Extracted material:

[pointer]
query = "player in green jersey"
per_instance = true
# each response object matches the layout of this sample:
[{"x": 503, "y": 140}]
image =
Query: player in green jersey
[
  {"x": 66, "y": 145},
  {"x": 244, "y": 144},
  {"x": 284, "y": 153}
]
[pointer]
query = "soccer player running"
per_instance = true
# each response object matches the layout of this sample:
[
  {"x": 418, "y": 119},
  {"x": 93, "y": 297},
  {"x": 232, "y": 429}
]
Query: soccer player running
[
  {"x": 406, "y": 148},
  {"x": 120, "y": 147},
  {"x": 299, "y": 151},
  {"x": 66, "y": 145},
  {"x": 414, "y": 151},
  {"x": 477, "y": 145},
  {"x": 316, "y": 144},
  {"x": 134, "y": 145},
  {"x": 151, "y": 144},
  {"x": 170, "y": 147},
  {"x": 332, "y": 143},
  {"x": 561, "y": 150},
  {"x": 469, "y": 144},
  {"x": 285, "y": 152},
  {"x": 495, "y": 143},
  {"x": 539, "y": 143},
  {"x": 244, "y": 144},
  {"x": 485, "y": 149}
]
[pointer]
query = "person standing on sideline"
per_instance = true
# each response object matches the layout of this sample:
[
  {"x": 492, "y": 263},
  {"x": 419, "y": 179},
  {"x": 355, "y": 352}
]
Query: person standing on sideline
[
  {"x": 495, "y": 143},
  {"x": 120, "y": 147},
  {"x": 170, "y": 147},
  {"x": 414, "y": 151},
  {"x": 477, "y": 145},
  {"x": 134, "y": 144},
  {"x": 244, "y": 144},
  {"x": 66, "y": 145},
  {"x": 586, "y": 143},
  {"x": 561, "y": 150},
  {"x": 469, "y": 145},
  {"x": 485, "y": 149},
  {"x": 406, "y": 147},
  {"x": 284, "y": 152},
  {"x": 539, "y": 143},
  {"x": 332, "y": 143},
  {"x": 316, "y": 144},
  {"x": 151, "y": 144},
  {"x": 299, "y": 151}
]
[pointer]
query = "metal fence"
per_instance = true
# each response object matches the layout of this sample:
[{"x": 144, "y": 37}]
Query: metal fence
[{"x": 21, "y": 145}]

Task statement: Pick out every line in the records that contains the word "standing" and copy each one.

Result:
query = "person standing on sideline"
Query: person standing on sideline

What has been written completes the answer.